While the feedback_id does not strictly need to be unique for each motor (since the motor ID is included in the data frame),
it is recommended to assign unique feedback_ids to avoid confusion and simplify message routing.
@see Message frame structure for details on motor ID encoding in feedback messages.
Example: Three Motors
Motor ID assignment:
| Motor | motor_id (ESC_ID, reg 8) |
feedback_id (MST_ID, reg 7) |
|---|---|---|
| Motor 1 | 0x01 |
0x11 |
| Motor 2 | 0x02 |
0x12 |
| Motor 3 | 0x03 |
0x13 |
MIT mode command arbitration IDs (arbitration_id = motor_id):
| Motor | Arbitration ID |
|---|---|
| Motor 1 | 0x001 |
| Motor 2 | 0x002 |
| Motor 3 | 0x003 |
Feedback arbitration IDs (arbitration_id = feedback_id):
| Motor | Arbitration ID |
|---|---|
| Motor 1 | 0x011 |
| Motor 2 | 0x012 |
| Motor 3 | 0x013 |
Error Handling¶
Timeout Protection
- Register operations have timeout protection
- If no reply received within timeout, operation fails
- Motor has CAN timeout alarm (TIMEOUT register 9); Register 9 stores timeout in units of 50 microseconds (1 register unit = 50 microseconds), and motor disables if no commands are received
- Timeout-related status is reported as LOST_COMM (
0xD)

━━━━

EXERCISES TO COMPLETE:
**A.** In the motor ID documentation, switch "confusion" to "ambiguity" in the passage starting at "While the feedback_id" and ending at "simplify message routing.".
**B.** List every feedback arbitration ID that the motor ID documentation gives for its three motors.
**C.** Carry on the motor ID documentation from the point where it stops.
The lines are not needed for any of this.

━━━━

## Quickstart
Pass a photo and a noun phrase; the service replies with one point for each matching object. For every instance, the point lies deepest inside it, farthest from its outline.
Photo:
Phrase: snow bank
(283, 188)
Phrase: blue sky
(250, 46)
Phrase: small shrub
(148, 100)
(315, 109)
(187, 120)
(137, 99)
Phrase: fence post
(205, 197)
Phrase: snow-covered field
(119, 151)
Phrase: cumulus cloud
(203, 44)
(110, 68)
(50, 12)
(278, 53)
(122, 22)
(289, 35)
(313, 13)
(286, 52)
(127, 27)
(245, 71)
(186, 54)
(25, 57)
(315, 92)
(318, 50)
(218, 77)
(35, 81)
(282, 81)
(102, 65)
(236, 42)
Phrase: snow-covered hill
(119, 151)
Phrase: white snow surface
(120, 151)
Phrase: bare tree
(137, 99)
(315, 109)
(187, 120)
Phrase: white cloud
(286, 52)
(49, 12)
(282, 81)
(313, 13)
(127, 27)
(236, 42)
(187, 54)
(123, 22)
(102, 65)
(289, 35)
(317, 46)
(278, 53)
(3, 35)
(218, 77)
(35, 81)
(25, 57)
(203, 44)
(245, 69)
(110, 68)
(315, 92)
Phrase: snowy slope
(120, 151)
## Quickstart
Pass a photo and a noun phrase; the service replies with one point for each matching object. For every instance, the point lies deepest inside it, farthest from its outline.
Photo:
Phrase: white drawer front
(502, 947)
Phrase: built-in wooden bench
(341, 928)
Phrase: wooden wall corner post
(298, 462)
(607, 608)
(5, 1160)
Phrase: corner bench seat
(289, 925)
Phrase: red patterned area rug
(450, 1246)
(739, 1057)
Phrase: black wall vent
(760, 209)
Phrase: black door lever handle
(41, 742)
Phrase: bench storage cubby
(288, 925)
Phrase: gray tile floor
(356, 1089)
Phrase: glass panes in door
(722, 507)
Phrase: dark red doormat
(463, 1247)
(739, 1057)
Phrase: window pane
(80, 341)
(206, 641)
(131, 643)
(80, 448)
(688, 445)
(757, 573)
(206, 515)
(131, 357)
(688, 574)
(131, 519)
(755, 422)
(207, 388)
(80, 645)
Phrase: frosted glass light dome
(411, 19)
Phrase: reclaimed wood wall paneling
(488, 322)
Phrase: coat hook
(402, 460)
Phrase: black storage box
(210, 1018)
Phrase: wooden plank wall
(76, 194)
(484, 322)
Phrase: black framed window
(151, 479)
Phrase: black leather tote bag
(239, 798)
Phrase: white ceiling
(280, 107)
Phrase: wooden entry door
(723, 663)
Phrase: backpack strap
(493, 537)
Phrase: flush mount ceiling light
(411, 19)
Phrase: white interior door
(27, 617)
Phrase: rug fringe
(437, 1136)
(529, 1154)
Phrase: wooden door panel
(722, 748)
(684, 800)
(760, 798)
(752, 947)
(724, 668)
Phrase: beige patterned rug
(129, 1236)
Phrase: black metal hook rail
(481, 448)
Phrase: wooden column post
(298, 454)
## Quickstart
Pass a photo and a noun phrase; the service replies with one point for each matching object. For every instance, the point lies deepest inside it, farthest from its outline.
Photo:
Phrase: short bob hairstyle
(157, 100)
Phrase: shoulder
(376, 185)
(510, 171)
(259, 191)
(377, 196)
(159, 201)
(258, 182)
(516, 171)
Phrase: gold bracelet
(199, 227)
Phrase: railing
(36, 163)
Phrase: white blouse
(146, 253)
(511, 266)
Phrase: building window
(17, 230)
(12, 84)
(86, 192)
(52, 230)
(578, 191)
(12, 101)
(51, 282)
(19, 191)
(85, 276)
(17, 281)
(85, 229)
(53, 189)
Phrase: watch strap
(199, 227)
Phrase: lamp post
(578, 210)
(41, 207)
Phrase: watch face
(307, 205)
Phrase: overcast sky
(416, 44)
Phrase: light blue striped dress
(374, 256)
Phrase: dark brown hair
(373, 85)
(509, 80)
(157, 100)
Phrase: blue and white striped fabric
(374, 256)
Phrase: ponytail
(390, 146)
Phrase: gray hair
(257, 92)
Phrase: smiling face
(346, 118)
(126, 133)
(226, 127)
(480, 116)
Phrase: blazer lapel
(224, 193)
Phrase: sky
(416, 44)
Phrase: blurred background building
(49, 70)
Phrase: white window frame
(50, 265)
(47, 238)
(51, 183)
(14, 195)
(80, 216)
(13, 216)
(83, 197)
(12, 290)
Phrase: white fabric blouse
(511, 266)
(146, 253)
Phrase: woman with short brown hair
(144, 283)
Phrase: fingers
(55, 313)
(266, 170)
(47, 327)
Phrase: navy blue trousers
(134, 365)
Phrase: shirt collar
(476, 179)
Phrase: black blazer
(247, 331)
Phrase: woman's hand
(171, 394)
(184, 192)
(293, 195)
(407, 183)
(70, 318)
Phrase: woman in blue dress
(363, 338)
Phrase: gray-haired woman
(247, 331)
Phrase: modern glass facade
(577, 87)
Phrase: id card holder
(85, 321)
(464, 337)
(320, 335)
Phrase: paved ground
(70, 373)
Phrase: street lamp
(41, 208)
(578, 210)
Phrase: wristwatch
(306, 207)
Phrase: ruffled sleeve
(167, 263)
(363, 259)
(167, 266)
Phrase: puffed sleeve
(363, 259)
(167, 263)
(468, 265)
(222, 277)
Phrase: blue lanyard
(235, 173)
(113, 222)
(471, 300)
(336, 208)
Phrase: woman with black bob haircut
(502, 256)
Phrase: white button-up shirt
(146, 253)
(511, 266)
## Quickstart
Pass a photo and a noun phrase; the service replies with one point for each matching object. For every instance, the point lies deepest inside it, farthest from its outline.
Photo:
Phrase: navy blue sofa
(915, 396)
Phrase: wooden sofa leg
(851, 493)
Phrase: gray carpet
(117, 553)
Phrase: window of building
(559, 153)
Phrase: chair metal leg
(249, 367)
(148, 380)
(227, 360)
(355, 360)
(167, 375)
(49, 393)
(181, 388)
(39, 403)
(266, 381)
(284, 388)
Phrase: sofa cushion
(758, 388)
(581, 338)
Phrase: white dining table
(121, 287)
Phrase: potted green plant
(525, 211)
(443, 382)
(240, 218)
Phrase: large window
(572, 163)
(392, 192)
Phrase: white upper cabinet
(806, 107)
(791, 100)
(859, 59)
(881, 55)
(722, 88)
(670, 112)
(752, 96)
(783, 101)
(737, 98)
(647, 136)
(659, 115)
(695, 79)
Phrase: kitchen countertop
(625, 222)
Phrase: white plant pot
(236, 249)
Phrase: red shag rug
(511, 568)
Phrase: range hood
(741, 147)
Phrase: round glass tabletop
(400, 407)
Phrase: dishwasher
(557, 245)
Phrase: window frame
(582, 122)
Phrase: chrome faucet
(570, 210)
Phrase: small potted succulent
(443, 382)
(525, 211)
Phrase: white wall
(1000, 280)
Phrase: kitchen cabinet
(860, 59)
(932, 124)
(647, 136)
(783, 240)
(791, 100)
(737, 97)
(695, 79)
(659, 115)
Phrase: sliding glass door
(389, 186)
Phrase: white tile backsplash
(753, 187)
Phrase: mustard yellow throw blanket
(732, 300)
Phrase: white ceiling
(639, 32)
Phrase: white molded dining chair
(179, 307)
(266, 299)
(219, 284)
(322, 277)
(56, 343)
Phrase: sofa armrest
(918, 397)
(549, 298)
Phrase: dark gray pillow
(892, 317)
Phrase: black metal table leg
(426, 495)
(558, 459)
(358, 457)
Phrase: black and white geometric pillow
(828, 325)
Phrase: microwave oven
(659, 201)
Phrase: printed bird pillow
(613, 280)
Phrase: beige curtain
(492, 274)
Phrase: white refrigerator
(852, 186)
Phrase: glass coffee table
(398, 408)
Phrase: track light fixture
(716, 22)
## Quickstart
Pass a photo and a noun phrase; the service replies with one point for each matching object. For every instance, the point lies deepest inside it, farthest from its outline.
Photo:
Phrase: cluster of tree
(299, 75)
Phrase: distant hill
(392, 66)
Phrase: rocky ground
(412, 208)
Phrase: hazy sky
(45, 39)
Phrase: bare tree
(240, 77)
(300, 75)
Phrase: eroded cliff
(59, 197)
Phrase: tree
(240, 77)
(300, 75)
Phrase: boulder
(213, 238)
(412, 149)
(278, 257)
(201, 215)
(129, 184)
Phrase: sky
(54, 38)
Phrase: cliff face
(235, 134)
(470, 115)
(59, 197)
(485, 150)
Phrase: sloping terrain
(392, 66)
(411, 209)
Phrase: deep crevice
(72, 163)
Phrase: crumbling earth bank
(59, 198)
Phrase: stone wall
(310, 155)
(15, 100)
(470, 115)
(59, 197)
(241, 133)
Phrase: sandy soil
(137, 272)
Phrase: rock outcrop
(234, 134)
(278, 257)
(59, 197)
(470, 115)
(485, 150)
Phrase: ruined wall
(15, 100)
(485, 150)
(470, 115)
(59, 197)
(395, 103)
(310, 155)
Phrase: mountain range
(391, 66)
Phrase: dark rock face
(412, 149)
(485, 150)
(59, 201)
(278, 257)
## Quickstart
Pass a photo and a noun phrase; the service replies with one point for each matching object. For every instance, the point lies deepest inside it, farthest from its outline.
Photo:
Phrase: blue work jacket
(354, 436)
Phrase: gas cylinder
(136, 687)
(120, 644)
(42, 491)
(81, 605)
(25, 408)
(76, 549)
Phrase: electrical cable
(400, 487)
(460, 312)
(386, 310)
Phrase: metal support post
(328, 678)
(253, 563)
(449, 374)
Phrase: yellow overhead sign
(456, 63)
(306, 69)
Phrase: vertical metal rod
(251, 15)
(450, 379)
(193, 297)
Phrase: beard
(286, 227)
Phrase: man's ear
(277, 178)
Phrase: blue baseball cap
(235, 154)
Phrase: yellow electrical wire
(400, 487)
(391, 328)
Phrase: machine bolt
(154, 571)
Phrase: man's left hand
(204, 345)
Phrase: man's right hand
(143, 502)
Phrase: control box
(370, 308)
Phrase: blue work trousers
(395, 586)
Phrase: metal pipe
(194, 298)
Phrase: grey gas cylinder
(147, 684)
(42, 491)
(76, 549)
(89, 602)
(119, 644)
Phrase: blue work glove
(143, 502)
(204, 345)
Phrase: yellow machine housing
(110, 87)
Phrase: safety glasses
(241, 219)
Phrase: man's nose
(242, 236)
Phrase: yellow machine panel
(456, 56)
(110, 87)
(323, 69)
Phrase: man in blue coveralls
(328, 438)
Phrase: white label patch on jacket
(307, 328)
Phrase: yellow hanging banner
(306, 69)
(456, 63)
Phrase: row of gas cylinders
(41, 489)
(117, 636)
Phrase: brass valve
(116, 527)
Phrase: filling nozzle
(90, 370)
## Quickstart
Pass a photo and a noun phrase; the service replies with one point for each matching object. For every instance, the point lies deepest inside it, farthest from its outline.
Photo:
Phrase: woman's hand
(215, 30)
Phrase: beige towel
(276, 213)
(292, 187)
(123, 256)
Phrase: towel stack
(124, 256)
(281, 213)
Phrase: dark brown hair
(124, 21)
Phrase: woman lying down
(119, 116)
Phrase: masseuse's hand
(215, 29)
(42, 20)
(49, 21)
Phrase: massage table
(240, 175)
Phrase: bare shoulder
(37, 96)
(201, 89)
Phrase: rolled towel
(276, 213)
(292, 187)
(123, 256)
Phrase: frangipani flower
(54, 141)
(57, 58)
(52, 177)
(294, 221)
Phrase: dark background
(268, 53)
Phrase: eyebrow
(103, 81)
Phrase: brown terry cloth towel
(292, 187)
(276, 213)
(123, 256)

━━━━

SOLVED PROBLEMS:
**A.**
While the feedback_id does not strictly need to be unique for each motor (since the motor ID is included in the data frame),
it is recommended to assign unique feedback_ids to avoid ambiguity and simplify message routing.

**B.**
Motor 1: 0x011
Motor 2: 0x012
Motor 3: 0x013

**C.**
Error States
- Motor enters error state on various conditions (overcurrent, overtemperature, etc.)
- Error state is reported in feedback status byte
- Use clear error command to reset error state
Protocol Limitations¶
- Message size: Fixed 8 bytes (CAN limitation)
- Arbitration ID range: 0x000-0x7FF (11-bit standard CAN)
- Bitrate: Must match across all devices
- Real-time: No guaranteed delivery time (best-effort)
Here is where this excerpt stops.